*** Block opens ***

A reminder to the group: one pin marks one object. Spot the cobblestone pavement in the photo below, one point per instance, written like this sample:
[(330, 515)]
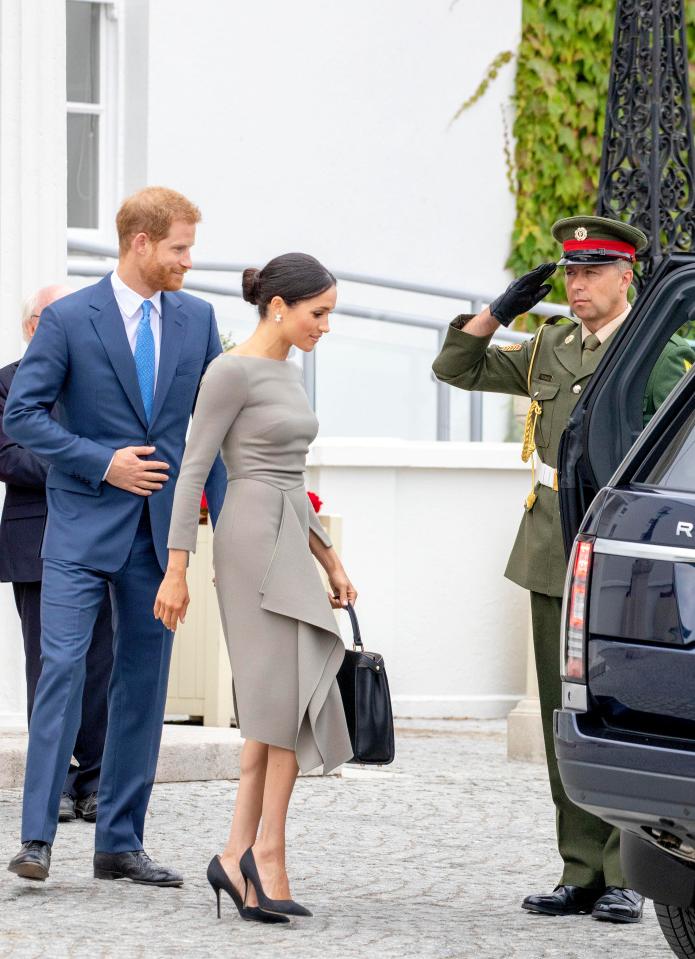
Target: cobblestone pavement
[(429, 861)]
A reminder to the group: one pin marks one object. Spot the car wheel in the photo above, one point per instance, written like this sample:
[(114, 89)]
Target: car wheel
[(678, 926)]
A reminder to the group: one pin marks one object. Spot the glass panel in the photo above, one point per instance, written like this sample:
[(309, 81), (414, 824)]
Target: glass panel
[(83, 21), (83, 170), (676, 467)]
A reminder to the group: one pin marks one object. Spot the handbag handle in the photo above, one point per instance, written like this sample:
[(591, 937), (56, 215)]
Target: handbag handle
[(356, 637)]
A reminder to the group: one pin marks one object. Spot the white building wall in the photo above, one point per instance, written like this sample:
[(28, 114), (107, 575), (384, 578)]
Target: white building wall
[(32, 222), (325, 127), (427, 530)]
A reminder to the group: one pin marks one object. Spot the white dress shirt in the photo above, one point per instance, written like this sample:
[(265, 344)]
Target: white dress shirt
[(130, 304)]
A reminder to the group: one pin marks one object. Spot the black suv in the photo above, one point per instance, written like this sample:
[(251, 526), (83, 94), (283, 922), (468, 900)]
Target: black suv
[(625, 738)]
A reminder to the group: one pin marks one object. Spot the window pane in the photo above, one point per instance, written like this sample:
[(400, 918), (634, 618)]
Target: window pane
[(83, 51), (83, 170), (676, 468)]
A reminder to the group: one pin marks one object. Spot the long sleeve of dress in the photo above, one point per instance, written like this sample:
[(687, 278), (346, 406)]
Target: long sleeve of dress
[(315, 524), (222, 395)]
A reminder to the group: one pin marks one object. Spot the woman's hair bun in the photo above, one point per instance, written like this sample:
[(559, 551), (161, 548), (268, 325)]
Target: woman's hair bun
[(251, 285)]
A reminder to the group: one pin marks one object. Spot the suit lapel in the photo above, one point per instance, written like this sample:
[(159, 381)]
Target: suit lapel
[(108, 323), (569, 350), (173, 332)]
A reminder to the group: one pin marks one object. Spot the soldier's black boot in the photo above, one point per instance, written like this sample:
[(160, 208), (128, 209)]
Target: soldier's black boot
[(563, 901), (619, 905)]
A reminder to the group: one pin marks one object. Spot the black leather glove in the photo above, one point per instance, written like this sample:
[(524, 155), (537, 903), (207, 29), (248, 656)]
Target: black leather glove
[(523, 294)]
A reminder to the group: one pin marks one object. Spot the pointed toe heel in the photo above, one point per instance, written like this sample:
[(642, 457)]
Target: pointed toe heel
[(219, 880), (278, 907)]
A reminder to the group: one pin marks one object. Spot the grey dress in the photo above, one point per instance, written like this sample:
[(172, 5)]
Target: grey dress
[(283, 641)]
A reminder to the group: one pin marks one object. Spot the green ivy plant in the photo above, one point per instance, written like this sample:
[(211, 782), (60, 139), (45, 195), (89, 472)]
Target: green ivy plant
[(491, 73), (563, 66)]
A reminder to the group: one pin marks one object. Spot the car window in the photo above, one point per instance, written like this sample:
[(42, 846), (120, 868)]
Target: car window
[(675, 468)]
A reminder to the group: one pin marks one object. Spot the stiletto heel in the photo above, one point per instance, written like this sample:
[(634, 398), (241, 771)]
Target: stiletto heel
[(219, 880), (278, 907)]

*** Block closes ***

PROBLEM STATEMENT:
Retype every entry exactly, but keep the pictures out of your copy.

TASK ANSWER:
A reminder to the group: one pin marks one object. Spot the cobblestone pavement in the photo below, one point per instance, written like this sample:
[(330, 515)]
Target: cobblestone pavement
[(429, 861)]
A reminder to the group: one pin marks one object. Spot the car wheel in the photo above, one point per instance, written like this sample:
[(114, 89)]
Target: car wheel
[(678, 926)]
A reminder to the group: one pin marks one object. Spot the glass panel in the photo above, one point per instance, written like this sample:
[(309, 81), (414, 824)]
Target: glass panel
[(83, 21), (83, 170), (676, 467)]
A reminder to the group: one pin marks one object. Spot the handbag handle in the photo above, one point per instance, written like this sample:
[(591, 937), (56, 215)]
Target: handbag handle
[(356, 637)]
A reminder to the group: one pin marks one object. Spot the white building wall in the photo above, one point per instance, written like this sample:
[(28, 114), (107, 575), (384, 578)]
Target: white building wall
[(32, 222), (325, 127), (427, 530)]
A reminder to the group: one pin marks one object. Spot the white dress shirt in the photo above, one point per instance, written like this sample:
[(265, 344)]
Target: white dress shirt
[(130, 304)]
A reminder to the group: one pin marks one object. Spot the black suv in the photo above, one point per instance, written like this sample:
[(251, 526), (83, 94), (283, 922), (468, 900)]
Target: black suv
[(625, 738)]
A reminder to the group: one pin marks one object. Spot the window pane in the photo above, one point per instance, written like this sample:
[(400, 918), (634, 618)]
Target: window pane
[(83, 51), (83, 170), (676, 468)]
A reminder to the group: one pin marks one object. Spot the long sleeve of dress in the photo above, one point per instance, written like this sample:
[(687, 278), (346, 406)]
Target: long sleeve of dress
[(315, 524), (222, 395)]
A reminder to the group: one pin marks one object. Spot the woman's hair bun in the photo above, one point per instance, written like this sample:
[(559, 551), (161, 548), (268, 325)]
Target: woman's hair bun
[(251, 285)]
A reminder to the group: one pin marks one object. Spot the suit lapel in the photo above, one point per instance, written like this sample:
[(159, 381)]
Target: suit lapel
[(108, 323), (569, 350), (173, 332)]
A reminder to the group: one pin marks one object. Spot the soldier's black boot in the photo above, one point per instance, written like this sample:
[(160, 208), (128, 209)]
Target: soldier's black boot
[(563, 901), (619, 905)]
A reminder to the group: one pin marks one object. Spot the black leather glove in the photo above, one point per instance, written like this sample:
[(524, 155), (537, 903), (207, 29), (248, 656)]
Target: black leather glove
[(523, 294)]
A reminder to the group: one pin marks one object. Spot the pointed toe heel in the photo above, one point per instance, written like this sample:
[(642, 457)]
Target: pointed toe heel
[(219, 880), (278, 907)]
A reminder to the group: one pin marks one object. Spot the grey dress in the photo above, one point per instance, written like this sample:
[(172, 5)]
Target: grey dress
[(283, 641)]
A reminder to the group: one pin marks one object. Spot the green ivy plant in the photo above, one point per instance, written like this sample:
[(211, 782), (60, 139), (45, 195), (89, 472)]
Target: green ivy plant
[(491, 73), (563, 66)]
A reminder to the group: one pin marks one object. Spot the car window in the photo above, one point per instance, written like this sample:
[(42, 846), (120, 868)]
Target: car window
[(675, 468)]
A reminder to the group: one pin marks one object. Spot the stiletto heel in the photo above, one point per instance, written like this sample:
[(634, 398), (241, 771)]
Target: stiletto heel
[(219, 880), (278, 907)]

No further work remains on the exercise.